● **INSTRUCTION A**:
In the recollection about university teachers, in what year did Rezso Gaspar become head of the Department of Theoretical Physics at the Lajos Kossuth University of Debrecen?

● **DOCUMENT PASSAGE**:
=======

Professor Rezso Gaspar had a less pragmatic, but a thorough theoretical grounding, and he had very good courses, for example on the theory of manifold and on real functions. Rezso Gaspar came from Hungary, I think he died in Debrecen, if I know well, he died a few years ago.

[Rezso Gaspar (1921–2001) – academician, university teacher.

Between 1943 and 1945 he was teacher at the Reformed College of Papa; between 1945 and 1953 he was teaching at the Institute of Physics of the Technical University of Budapest, in 1953 he became the head of the Department of Theoretical Physics of the Lajos Kossuth University of Debrecen. He performed a scientific work of pioneering significance in the field of quantum chemistry. He established an internationally acknowledged scientific school at the Department of Theoretical Physics of the University of Debrecen.]

Jeno Gergely was our only teacher who didn’t leave Kolozsvar. In fact he was already an assistant professor during World War I. Between the two world wars he didn’t leave Kolozsvar, because he got married there, so he stayed there and taught in a high school.

When in 1945 the Bolyai University was established again – by that time it was called Bolyai University, I don’t know what was it called before [Editor’s note: Franz Joseph I University, between the two world wars King Carol II Institute] –, they took back uncle Gergely.

[Editor’s note: Jeno Gergely (1896–1974) – writer of scientific works, expert in the Non-Euclidean geometry. Between 1920 and 1948 he was teaching in the Marianum Gymnasium for girls; from 1947 until his retirement he was professor at the Bolyai University, then at the Babes-Bolyai University.]

Uncle Jeno was an excellent teacher, and he was reading constantly, so he had a very good general education too. We always used to say that he was a walking encyclopedia. When he was asked something, he always could tell where that specific information was to be found. He was teaching mainly geometry, the theory of curved surface, differential geometry and so on. By the way, he was my tutor when preparing my thesis. It was on calculus of variations, but he suggested me the subject.

=======

● **Some records**:
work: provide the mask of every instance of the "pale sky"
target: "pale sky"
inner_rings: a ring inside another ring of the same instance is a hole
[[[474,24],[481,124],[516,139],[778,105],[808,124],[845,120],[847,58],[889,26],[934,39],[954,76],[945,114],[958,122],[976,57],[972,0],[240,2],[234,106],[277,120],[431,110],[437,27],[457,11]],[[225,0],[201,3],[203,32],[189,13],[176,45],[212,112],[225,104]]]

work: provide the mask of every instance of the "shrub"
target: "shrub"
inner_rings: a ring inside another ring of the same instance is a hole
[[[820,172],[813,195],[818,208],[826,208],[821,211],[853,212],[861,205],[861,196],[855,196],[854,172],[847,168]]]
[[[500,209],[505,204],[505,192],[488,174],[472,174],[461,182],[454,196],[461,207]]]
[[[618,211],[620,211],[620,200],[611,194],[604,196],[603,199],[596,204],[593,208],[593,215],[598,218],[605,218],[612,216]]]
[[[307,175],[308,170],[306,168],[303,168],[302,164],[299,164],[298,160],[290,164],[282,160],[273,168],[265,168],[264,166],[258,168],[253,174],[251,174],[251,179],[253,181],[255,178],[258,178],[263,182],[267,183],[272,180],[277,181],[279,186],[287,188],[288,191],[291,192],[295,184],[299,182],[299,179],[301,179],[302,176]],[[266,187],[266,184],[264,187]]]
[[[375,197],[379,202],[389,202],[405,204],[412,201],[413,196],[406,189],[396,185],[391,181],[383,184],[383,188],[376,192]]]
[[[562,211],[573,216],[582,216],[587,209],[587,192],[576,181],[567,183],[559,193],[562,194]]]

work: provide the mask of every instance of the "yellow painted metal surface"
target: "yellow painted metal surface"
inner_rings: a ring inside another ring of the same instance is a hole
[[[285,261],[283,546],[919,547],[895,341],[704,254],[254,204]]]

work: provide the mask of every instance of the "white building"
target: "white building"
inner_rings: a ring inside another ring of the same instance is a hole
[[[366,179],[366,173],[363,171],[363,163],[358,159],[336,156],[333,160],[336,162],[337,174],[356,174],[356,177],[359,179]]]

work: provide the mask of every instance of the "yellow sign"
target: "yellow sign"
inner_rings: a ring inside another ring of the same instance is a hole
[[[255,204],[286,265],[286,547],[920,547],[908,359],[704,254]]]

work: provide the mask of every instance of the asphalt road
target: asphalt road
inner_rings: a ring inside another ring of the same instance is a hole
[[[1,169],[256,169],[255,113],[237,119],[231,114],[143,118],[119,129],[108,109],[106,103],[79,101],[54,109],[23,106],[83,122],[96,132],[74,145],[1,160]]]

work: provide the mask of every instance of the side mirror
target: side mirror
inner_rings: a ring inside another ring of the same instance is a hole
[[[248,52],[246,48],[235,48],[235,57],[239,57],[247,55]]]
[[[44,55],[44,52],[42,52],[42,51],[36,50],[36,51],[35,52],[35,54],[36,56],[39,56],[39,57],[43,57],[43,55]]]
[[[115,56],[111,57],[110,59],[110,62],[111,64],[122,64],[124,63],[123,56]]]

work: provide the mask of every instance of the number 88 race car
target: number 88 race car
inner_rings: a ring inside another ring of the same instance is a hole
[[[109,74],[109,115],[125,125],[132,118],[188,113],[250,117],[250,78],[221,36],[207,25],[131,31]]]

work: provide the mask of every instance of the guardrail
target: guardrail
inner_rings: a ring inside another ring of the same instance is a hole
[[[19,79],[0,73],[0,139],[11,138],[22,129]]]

=======

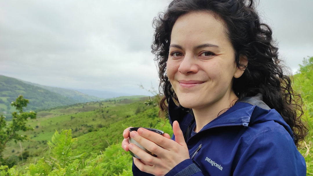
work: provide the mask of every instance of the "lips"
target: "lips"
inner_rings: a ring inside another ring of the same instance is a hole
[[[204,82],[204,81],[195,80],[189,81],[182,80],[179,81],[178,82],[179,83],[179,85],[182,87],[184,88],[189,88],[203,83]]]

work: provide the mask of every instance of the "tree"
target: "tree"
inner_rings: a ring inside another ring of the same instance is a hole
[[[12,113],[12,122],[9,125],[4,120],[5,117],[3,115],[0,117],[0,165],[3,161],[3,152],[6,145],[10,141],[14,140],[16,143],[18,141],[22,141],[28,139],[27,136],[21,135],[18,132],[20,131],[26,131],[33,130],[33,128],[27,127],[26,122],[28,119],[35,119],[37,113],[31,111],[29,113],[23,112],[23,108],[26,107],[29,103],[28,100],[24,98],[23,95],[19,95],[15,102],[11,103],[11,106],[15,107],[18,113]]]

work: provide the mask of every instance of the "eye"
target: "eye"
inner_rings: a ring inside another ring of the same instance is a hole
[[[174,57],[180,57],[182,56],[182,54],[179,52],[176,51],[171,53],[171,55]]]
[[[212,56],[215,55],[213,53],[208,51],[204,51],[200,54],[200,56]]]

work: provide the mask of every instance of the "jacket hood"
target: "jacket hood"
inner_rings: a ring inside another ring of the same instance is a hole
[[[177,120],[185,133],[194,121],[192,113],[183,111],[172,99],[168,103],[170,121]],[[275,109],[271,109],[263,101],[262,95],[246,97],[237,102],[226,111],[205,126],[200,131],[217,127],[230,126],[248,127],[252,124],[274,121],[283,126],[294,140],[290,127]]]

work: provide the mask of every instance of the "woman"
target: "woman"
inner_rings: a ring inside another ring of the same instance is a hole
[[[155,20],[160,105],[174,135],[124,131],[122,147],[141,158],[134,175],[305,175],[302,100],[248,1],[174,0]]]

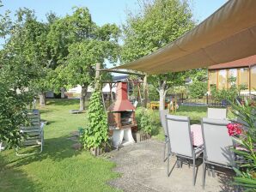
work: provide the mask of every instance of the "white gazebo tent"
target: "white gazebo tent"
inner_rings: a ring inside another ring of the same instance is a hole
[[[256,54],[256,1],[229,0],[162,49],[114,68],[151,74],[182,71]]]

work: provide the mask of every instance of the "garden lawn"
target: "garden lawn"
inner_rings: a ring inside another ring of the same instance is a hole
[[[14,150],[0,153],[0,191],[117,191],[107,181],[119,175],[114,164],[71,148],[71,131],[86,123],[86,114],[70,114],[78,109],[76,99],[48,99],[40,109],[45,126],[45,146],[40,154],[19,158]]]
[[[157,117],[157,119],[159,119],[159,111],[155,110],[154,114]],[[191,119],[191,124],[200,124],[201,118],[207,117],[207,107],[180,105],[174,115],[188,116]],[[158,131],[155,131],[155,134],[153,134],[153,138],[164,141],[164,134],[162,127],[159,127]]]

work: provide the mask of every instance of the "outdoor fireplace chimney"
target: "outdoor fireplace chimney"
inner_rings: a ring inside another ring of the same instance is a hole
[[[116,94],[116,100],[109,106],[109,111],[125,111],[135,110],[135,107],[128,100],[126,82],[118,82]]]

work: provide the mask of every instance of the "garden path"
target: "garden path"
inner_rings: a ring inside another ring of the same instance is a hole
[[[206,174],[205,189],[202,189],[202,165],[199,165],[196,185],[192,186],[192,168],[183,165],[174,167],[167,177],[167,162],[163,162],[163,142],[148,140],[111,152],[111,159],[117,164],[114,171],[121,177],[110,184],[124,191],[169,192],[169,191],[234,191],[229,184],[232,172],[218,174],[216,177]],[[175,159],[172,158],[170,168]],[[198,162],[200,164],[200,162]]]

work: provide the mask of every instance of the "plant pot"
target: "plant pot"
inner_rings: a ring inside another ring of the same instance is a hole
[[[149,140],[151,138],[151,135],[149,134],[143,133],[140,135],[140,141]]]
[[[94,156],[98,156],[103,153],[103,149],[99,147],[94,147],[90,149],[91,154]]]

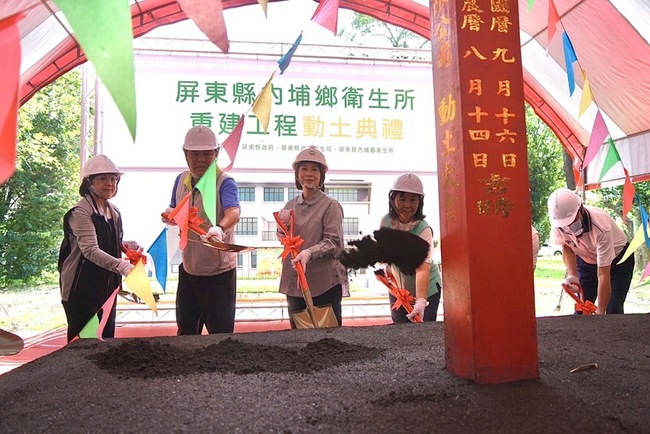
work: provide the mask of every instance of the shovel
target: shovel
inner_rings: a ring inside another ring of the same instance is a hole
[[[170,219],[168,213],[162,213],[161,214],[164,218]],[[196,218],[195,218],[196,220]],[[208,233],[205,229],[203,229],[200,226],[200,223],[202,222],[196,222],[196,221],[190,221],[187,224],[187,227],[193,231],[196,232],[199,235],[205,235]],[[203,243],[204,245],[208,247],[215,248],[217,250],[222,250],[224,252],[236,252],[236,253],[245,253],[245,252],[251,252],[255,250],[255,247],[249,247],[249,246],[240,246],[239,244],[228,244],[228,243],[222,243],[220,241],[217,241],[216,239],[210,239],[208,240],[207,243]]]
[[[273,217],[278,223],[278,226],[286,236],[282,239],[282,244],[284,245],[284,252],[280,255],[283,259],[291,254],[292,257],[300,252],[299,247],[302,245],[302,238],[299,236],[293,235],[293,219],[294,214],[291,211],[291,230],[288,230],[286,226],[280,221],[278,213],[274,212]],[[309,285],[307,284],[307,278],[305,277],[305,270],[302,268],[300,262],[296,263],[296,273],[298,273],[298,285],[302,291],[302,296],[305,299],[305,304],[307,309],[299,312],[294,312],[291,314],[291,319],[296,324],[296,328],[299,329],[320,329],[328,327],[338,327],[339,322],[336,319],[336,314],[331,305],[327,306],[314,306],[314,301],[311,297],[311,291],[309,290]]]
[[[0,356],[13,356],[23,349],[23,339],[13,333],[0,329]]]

=======

● **INSTRUCTION B**:
List every line of the listing above that holds the string "chimney". Case counts.

● **CORRECT RESPONSE A**:
1953

● **CORRECT RESPONSE B**:
work: provide the mask of every instance of the "outdoor fireplace chimney"
target: "outdoor fireplace chimney"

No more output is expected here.